## Provided passage:
________________

Skip to content

Failure diagnosis

A detector tells you a run is suspicious. Diagnosis turns that into something a human can act on: what broke, where, why, and what to look at next.

Every failure Lumni surfaces carries:

  • Title — a one-line headline, e.g. “False success: agent claimed completion after issue_refund failed”.
  • Summary — a plain-English explanation with the actual offending values quoted from the trace, so you don’t have to go digging.
  • Primary step — the specific step that broke (primaryStepId), so the UI can jump straight to it.
  • Initial failure source — the root-cause category Lumni attributes the failure to.
  • Severity and suspicion score.

________________

Stored data entries:
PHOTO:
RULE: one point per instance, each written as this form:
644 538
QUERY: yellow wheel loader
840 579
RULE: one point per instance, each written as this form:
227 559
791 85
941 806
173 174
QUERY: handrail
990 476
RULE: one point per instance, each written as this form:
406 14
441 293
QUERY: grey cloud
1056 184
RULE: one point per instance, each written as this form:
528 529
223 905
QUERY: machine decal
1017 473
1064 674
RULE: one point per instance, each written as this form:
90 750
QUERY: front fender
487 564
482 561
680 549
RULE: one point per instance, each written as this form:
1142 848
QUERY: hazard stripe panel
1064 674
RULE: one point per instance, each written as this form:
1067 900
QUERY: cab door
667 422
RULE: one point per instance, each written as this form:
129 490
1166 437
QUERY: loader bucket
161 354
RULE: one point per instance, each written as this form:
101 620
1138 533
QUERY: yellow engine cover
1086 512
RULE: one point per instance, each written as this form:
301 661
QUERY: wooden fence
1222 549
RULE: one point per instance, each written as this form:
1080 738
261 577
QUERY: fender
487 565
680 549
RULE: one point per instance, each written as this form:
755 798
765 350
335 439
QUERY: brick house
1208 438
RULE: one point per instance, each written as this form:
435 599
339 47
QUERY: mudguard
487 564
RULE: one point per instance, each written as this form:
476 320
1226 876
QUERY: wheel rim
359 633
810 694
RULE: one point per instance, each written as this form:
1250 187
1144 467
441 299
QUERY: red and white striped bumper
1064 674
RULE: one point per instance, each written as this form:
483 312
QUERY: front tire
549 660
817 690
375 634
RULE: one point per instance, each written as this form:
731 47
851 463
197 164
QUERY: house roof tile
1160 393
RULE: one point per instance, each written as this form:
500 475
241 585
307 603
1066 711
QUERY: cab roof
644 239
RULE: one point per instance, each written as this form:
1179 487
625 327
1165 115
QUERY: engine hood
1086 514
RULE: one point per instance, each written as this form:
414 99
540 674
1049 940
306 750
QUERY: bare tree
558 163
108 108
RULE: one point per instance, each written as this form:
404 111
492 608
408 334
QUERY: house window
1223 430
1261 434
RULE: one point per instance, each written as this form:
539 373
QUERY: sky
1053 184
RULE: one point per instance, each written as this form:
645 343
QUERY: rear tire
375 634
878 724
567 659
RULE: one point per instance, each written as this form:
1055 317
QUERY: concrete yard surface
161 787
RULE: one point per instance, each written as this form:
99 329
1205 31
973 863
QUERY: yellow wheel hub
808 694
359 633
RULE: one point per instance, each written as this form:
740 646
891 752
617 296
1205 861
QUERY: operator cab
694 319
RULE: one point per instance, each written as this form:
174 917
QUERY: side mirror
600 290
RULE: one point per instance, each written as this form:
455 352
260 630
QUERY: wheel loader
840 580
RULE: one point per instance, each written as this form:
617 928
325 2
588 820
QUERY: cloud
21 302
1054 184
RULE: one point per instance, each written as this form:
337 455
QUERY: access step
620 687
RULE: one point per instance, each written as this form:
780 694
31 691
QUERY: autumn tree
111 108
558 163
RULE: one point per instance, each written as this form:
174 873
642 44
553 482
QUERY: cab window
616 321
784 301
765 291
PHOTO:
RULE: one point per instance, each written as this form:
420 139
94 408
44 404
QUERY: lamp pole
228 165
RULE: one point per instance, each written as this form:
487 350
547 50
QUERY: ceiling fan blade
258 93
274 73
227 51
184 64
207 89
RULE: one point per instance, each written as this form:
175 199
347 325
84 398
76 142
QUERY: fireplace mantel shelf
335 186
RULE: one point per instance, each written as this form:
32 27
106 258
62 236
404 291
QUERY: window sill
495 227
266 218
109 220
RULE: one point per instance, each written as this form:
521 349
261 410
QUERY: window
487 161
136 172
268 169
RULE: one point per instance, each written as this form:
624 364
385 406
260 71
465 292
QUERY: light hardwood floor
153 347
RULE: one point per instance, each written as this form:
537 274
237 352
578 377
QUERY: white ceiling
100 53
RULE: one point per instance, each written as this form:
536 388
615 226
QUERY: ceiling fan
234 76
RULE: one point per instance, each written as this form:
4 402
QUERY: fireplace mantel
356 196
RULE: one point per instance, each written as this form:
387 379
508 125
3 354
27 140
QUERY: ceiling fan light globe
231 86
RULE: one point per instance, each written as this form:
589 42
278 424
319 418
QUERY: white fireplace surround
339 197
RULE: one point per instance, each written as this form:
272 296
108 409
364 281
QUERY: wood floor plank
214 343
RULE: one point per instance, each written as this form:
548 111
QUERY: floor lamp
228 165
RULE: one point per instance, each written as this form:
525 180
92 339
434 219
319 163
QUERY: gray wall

________________

Write the next part of the page on failure diagnosis, picking up after the list item about severity and suspicion score.

## Answer to this exercise:
The initialFailureSource places a failure into one of a few buckets, which is the first fork in any root-cause investigation:

SourceMeaningWhere to look
toolAn external tool/API failed or misbehavedThe tool’s response, schema, and status
runtimeLoops, timeouts, resource exhaustionRetry logic, backoff, orchestration
contextWrong or missing information reached the modelRetrieval, context window, prompt assembly
coordinationA required step never happened or a hand-off droppedAgent graph, sub-agent routing, tool wiring

Detectors are deliberately terse and deterministic — they decide whether a failure is present. The human-readable narrative and any suggested fix are produced downstream (optionally by an LLM judge that reads the trace and the detector’s finding). This split keeps detection cheap and safe to run on every run, while still giving you a rich explanation when you open a failure.